→ Arbeitsauftrag: Schreiben Sie aus dem unten stehenden Forumsthread über Traffic alles von „zu 1.: Traffic“ bis hinunter zu „der Seite gezählt.“ wortgetreu ab.

→ Auszug zum Lesen:
■ ■ ■ ■ ■ ■ ■

# Was ist Traffic?



## deinertsche (10. Juli 2002)

Diese Frage wurde schon öfters gestellt hier im Forum...will nicht mal jemand ein tutorial darüber schreiben? 

Sehe ich das richtig, dass Traffic immer doppelt berechnet wird, und zwar einmal dem Website-Betreiber von seinem Provider und zum anderen dem Dial-In-User (der den -durch sein surfen- erzeugten Traffic an seinen Provider bezahlt)?!?!?

2. Und noch eine Frage bezüglich des Traffics:
Es geht um Content-Grabbing. Ich lese in meiner php-Datei eine fremde Datei ein und hole mir dann ca 10 Zeilen aus dieser Datei. Wenn die eingelesene Datei bsp 100 Kilobyte hat, ensteht dann 100 KB Traffic oder nur 1 KB durch die 10 Zeilen die ich eingelesen habe?

greetinx
Deinertsche


----------



## methodus (10. Juli 2002)

zu 1.: Traffic bedeutet ganz normal Verkehr, gemeint ist der Datenverkehr. Wenn du jetzt eine Seite abrufst erzeugst du traffic, indem du dinge downloadest und der Server uploadet.

Traffic, den der Betreiber einer Webseite verursacht, gilt für die Seitenabrufe, die durch die user entstehen.

Traffic, der von dir erzeugt wird, entsteht, wenn du ganz normal im Internet surfst. Also jedesmal wenn du eine Seite von einem Server neu abrufst, entsteht Traffic.

zu 2.

Traffic entsteht aber erst wenn Daten über das Datennetz verschickt werden. Alle Vorgänge die auf dem Server entstehen (also was die php-datei macht) gehört NICHT dazu. Erst wenn die PHP-Datei eine Seite ausgibt und beim User auf dem Bildschirm erscheint, wurde traffic in der Datenmenge der erstellten Seite erzeugt. Das heißt: ein 100kb großes script erzeugt eine 5kb große Seite, zum Traffic werden aber nur die 5KB der Seite gezählt.

ich hoffe geholfen haben zu können werden sein.


----------



## Dario Linsky (10. Juli 2002)

■ ■ ■ ■ ■ ■ ■

→ Gespeicherte Daten:
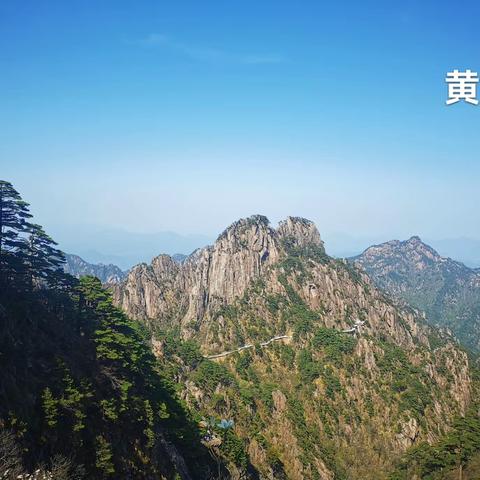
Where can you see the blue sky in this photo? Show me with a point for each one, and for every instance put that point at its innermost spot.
(183, 116)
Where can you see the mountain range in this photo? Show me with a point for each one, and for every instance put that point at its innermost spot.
(253, 329)
(446, 290)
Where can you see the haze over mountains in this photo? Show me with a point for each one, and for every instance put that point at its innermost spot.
(319, 403)
(293, 364)
(446, 290)
(126, 249)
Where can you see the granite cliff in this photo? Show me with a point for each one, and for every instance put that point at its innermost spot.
(319, 403)
(447, 291)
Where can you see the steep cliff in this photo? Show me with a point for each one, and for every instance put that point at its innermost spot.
(317, 403)
(447, 291)
(78, 267)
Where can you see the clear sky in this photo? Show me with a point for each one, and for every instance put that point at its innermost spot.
(185, 116)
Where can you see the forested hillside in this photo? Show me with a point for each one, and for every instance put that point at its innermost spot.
(81, 395)
(354, 382)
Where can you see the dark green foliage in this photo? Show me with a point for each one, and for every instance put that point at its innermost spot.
(234, 449)
(453, 451)
(27, 254)
(407, 380)
(78, 378)
(309, 370)
(209, 375)
(333, 343)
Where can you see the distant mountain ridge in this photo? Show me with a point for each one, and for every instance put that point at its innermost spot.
(319, 403)
(446, 290)
(78, 267)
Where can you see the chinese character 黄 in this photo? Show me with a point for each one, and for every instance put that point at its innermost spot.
(462, 86)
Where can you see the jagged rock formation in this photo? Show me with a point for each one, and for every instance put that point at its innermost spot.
(78, 267)
(447, 291)
(325, 405)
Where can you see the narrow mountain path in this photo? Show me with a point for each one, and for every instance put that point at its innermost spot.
(247, 346)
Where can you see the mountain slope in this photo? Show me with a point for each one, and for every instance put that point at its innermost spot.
(318, 404)
(78, 267)
(446, 290)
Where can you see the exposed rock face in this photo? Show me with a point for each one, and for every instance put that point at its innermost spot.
(446, 290)
(78, 267)
(394, 385)
(212, 276)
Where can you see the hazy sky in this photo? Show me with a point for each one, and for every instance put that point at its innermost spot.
(184, 116)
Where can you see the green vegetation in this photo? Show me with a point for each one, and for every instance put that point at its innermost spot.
(456, 451)
(79, 387)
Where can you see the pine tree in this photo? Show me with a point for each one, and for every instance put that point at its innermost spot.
(45, 260)
(13, 223)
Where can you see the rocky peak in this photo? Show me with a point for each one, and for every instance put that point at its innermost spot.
(252, 233)
(300, 232)
(447, 291)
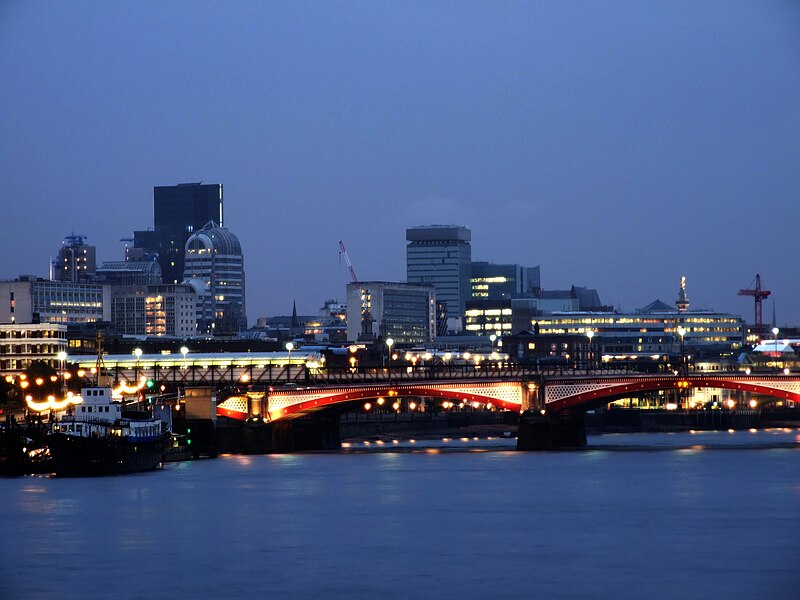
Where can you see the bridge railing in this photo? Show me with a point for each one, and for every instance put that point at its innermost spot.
(300, 374)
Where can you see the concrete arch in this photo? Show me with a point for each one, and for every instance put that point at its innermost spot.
(603, 395)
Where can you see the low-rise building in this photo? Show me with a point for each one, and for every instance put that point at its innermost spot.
(23, 344)
(31, 298)
(155, 310)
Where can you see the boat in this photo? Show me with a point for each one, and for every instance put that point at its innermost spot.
(98, 437)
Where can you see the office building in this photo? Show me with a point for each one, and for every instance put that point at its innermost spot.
(381, 310)
(650, 330)
(30, 299)
(214, 260)
(490, 281)
(75, 261)
(178, 211)
(155, 310)
(122, 272)
(441, 255)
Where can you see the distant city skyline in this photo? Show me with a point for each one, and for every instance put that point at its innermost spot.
(619, 146)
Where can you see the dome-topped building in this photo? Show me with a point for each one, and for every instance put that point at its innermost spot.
(214, 258)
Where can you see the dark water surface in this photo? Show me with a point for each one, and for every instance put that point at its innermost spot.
(705, 515)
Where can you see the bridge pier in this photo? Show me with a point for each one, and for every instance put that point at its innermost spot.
(314, 432)
(539, 431)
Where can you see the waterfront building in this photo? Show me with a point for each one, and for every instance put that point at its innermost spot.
(156, 310)
(128, 272)
(75, 261)
(30, 298)
(178, 211)
(491, 281)
(404, 312)
(650, 330)
(214, 259)
(22, 344)
(503, 317)
(441, 255)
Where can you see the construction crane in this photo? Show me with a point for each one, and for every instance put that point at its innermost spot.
(343, 252)
(758, 295)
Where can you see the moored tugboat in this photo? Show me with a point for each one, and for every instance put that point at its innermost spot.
(99, 438)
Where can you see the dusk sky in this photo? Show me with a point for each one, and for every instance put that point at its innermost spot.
(617, 144)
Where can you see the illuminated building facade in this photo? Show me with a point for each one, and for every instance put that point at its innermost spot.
(214, 257)
(127, 272)
(402, 311)
(29, 298)
(178, 211)
(649, 332)
(75, 261)
(22, 344)
(158, 310)
(496, 282)
(441, 255)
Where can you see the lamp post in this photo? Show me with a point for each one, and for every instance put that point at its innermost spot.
(389, 344)
(138, 354)
(289, 348)
(62, 358)
(775, 332)
(590, 335)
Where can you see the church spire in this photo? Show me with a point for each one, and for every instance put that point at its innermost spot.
(683, 301)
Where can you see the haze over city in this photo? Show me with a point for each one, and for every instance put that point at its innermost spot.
(618, 145)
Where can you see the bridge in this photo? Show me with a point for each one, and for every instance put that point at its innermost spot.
(272, 392)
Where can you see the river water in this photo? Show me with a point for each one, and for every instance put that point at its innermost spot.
(704, 515)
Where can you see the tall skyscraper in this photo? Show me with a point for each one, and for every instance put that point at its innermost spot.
(178, 211)
(442, 255)
(215, 268)
(75, 261)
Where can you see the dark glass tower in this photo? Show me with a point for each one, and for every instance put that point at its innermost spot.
(178, 211)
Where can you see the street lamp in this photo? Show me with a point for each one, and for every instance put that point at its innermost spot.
(138, 354)
(62, 357)
(389, 344)
(775, 331)
(590, 335)
(682, 332)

■ ■ ■ ■ ■ ■ ■

→ Ergebnis der Aufgabe:
zu 1.: Traffic bedeutet ganz normal Verkehr, gemeint ist der Datenverkehr. Wenn du jetzt eine Seite abrufst erzeugst du traffic, indem du dinge downloadest und der Server uploadet.

Traffic, den der Betreiber einer Webseite verursacht, gilt für die Seitenabrufe, die durch die user entstehen.

Traffic, der von dir erzeugt wird, entsteht, wenn du ganz normal im Internet surfst. Also jedesmal wenn du eine Seite von einem Server neu abrufst, entsteht Traffic.

zu 2.

Traffic entsteht aber erst wenn Daten über das Datennetz verschickt werden. Alle Vorgänge die auf dem Server entstehen (also was die php-datei macht) gehört NICHT dazu. Erst wenn die PHP-Datei eine Seite ausgibt und beim User auf dem Bildschirm erscheint, wurde traffic in der Datenmenge der erstellten Seite erzeugt. Das heißt: ein 100kb großes script erzeugt eine 5kb große Seite, zum Traffic werden aber nur die 5KB der Seite gezählt.